• [Exercise prompt]
Recast the listing, from its beginning through the line holding "box: [271, 126, 378, 164]" inclusive, as a numbered list without blank lines and with the pictures left out.
------
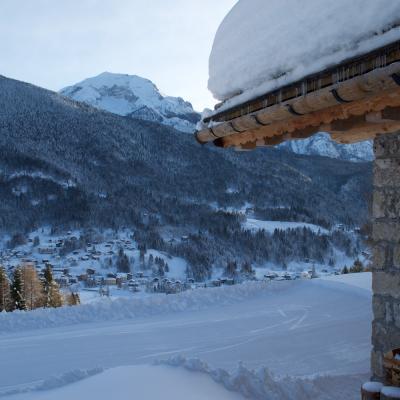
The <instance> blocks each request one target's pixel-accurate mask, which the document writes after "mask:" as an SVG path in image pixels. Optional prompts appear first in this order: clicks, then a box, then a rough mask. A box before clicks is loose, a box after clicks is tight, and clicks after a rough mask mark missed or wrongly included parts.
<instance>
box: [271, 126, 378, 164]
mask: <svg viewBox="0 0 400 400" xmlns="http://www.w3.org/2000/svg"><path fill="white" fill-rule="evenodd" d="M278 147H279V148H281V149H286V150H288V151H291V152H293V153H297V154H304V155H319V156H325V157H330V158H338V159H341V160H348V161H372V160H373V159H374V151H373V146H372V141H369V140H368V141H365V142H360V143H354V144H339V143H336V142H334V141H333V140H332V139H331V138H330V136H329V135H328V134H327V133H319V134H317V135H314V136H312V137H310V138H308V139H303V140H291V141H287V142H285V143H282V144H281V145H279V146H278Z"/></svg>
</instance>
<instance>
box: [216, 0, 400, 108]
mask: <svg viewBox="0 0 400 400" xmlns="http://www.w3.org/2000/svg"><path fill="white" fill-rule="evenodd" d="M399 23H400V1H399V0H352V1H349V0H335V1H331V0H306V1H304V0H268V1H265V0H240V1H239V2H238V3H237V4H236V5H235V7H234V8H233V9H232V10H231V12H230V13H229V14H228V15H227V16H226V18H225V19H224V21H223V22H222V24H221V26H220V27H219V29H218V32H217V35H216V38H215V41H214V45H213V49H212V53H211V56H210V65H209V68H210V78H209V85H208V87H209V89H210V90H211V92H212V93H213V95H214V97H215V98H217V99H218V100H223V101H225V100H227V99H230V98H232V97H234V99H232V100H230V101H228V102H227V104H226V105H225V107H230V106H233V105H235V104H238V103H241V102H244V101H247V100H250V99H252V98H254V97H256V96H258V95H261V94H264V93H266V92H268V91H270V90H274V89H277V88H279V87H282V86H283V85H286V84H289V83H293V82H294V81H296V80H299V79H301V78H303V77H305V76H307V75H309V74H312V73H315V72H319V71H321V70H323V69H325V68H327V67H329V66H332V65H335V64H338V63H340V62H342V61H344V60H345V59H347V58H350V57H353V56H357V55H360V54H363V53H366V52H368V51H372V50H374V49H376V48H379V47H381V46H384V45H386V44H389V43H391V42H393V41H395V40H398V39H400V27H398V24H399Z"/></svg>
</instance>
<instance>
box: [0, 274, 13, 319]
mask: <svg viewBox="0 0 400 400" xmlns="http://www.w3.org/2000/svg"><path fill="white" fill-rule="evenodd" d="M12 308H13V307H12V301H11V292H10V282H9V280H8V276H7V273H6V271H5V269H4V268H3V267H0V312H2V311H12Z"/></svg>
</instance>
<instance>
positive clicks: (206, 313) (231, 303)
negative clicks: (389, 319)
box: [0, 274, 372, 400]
------
• [Response area]
1. The <instance> blocks each request one target's pixel-accurate mask, which the document writes after "mask:" as an SVG path in image pixels. Optional prompts appear first in this order: clicks, then a box, then a rough mask. A box before clicks is loose, a box after clicks is tight, and clicks after a rough mask mark missed or wrongly included parts.
2. <instance>
3. box: [271, 126, 378, 164]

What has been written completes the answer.